When you reach the line containing "point: grassy slope" in the entries below, repeat it and each line after it exactly until the entries end.

Data provided:
▼
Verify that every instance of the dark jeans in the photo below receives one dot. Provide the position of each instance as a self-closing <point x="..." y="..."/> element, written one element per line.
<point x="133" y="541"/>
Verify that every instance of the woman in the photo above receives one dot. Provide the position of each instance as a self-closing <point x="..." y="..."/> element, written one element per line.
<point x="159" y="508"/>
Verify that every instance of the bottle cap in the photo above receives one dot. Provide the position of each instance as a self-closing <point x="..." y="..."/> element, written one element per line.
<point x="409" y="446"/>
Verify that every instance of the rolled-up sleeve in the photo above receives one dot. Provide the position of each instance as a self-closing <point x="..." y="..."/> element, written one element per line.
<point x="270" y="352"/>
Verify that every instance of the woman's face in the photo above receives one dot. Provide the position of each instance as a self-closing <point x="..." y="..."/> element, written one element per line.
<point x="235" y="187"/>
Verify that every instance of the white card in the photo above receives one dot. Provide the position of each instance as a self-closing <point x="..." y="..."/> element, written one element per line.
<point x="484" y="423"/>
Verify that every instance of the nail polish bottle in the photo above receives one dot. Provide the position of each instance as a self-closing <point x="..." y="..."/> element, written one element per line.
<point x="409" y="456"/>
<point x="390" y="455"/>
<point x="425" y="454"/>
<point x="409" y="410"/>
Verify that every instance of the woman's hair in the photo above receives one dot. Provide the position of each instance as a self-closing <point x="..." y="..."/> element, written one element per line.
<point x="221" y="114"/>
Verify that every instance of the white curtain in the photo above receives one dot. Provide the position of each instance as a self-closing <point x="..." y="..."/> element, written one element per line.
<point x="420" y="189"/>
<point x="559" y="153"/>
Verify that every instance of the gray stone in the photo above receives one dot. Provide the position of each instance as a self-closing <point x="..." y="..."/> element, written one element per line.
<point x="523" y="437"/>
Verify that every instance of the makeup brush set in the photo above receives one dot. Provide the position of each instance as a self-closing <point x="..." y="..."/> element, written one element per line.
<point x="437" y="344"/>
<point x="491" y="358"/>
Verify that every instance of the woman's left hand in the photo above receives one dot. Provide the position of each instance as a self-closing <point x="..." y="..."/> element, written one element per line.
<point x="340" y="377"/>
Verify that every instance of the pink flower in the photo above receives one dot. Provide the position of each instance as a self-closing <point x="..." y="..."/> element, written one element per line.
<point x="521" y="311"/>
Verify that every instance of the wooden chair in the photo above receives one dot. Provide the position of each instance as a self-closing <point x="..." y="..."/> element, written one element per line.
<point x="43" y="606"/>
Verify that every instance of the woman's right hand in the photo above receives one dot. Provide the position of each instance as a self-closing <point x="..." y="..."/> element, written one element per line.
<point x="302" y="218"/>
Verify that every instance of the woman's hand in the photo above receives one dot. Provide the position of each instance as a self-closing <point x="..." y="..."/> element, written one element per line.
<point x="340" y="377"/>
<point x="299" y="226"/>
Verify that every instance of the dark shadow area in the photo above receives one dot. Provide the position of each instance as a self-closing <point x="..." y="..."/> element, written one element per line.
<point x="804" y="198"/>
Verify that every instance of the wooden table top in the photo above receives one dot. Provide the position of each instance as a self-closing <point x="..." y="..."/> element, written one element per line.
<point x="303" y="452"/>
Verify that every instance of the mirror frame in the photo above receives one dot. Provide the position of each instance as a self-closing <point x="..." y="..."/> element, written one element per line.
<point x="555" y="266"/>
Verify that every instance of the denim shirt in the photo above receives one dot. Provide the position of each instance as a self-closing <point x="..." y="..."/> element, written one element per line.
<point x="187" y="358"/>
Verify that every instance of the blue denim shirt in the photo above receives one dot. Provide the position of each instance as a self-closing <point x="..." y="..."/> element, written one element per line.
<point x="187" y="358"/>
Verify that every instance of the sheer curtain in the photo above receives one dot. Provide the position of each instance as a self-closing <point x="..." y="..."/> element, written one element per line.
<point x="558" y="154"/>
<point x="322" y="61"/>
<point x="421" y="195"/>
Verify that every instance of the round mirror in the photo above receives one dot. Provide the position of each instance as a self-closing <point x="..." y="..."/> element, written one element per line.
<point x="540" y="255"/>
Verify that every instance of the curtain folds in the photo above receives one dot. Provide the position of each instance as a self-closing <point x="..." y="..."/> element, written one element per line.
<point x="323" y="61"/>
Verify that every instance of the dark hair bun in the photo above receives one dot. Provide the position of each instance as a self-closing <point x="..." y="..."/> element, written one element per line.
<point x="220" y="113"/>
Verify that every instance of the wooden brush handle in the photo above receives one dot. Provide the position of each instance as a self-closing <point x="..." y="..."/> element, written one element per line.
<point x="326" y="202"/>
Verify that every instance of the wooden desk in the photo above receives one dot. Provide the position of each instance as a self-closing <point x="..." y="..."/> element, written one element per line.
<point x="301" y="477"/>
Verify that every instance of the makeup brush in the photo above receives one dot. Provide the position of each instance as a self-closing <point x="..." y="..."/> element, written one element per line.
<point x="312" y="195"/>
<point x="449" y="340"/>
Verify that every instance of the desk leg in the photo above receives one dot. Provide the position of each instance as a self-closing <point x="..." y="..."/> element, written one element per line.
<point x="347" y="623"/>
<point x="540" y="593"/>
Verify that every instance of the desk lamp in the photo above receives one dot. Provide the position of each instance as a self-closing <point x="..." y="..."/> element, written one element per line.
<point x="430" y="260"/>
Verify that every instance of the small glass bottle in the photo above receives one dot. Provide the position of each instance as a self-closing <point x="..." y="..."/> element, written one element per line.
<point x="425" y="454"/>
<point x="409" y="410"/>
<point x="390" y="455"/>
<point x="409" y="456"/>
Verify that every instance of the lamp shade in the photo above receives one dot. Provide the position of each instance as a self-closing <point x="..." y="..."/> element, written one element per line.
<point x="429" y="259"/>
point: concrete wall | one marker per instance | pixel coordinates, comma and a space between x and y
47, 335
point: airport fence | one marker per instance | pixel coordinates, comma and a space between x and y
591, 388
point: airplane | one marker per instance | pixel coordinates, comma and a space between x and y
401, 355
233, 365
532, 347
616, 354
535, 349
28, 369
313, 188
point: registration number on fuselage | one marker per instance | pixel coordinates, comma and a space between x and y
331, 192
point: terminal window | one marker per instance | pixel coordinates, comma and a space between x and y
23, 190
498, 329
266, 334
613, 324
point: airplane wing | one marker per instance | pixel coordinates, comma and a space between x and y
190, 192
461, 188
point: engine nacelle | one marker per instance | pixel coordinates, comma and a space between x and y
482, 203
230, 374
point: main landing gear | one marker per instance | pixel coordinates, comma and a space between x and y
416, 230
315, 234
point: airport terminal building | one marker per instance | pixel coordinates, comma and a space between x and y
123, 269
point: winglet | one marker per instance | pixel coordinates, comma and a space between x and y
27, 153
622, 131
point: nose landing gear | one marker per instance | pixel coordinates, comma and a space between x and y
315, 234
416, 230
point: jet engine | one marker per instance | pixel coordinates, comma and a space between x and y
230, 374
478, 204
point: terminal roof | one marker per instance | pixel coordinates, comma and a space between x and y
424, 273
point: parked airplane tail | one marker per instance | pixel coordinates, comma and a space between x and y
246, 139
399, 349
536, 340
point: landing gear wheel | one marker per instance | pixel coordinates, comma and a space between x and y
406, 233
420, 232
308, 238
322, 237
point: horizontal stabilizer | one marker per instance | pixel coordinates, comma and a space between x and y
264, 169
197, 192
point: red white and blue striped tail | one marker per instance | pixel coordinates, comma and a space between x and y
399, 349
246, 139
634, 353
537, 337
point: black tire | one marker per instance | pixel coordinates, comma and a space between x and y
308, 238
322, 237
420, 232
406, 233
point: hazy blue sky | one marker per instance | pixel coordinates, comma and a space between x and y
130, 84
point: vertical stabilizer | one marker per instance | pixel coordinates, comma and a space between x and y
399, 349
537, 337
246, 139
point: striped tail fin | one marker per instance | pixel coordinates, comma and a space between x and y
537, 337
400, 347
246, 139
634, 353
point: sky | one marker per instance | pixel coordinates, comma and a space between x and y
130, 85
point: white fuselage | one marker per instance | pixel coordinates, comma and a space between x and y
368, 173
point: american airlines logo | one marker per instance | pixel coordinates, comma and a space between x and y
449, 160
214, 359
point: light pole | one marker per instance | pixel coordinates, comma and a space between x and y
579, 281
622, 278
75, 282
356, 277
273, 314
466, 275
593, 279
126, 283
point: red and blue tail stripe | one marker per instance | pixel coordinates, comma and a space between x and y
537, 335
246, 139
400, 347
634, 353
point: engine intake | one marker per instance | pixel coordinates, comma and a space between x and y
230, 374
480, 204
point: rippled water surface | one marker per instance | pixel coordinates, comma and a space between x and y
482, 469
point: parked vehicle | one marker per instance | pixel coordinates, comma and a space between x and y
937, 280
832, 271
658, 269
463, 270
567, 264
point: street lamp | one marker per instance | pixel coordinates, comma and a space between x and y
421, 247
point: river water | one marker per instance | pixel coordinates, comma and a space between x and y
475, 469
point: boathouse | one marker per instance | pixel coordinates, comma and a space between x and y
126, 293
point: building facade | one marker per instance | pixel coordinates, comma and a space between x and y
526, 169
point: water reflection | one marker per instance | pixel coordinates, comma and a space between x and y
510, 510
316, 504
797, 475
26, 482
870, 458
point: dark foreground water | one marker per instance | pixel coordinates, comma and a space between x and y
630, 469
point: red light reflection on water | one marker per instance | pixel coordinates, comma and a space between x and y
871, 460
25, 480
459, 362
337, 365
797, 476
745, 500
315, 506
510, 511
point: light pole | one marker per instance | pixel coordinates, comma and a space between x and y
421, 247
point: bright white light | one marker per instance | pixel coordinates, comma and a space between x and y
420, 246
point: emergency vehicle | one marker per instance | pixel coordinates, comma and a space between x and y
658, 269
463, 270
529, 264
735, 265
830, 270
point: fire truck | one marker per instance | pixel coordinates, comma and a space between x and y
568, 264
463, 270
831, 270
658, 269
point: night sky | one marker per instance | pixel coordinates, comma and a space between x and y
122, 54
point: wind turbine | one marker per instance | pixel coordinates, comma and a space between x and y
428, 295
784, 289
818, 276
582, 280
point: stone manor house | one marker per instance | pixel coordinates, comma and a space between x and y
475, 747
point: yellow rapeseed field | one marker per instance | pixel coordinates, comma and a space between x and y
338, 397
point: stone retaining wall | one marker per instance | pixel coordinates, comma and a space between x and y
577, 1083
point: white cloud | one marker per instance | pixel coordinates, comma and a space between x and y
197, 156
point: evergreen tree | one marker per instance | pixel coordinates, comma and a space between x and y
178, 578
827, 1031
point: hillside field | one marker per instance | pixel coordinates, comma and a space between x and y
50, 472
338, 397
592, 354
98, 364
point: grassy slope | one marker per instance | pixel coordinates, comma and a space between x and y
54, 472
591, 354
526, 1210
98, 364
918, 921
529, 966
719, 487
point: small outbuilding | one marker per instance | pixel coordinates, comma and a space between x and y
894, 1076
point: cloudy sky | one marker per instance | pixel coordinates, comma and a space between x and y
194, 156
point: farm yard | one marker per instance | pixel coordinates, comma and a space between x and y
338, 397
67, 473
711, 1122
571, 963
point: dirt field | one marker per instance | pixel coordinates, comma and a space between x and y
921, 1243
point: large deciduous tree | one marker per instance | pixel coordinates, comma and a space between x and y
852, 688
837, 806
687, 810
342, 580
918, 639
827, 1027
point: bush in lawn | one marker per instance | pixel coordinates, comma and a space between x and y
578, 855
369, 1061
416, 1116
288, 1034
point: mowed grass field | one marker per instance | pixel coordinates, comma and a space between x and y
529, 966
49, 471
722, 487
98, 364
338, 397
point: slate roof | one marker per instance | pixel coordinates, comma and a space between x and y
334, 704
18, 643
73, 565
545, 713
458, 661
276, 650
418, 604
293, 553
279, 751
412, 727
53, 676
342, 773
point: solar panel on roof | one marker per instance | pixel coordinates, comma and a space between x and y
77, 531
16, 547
▲
Problem solution:
point: grassy slope | one marker per instance | pixel coordinates, comma and a space between x and y
54, 472
591, 354
526, 1210
98, 364
918, 921
529, 966
719, 487
point: small outbuilding | one marker per instance | pixel coordinates, comma and a space between x and y
894, 1076
point: cloudy sky | one marker per instance | pixel coordinates, comma and a space between x and y
194, 156
point: farm yard | one marker per instance | pixel coordinates, comma and a space between x and y
338, 397
67, 473
711, 1122
571, 963
point: dirt field | one marker per instance | pixel coordinates, comma and a space between x and y
921, 1243
point: large deciduous tree | one marker per instance | pixel coordinates, comma and a space between x and y
852, 688
837, 806
687, 810
342, 580
918, 639
827, 1027
point: bush in lawn | one marker per instance | pixel coordinates, comma and a space between x and y
578, 855
369, 1061
416, 1116
288, 1034
point: mowed grass field | one marker per instance | pixel coordinates, comma and a space between x and y
529, 966
49, 471
722, 487
98, 364
338, 397
point: slate roof | one marker per instance | pixel coordinates, comma and a space between x and y
334, 704
18, 643
73, 565
545, 713
458, 661
276, 650
418, 604
293, 553
279, 751
412, 727
53, 676
342, 773
point: solar panel on roof | one marker per instance | pixel coordinates, comma and a space between x and y
77, 531
16, 547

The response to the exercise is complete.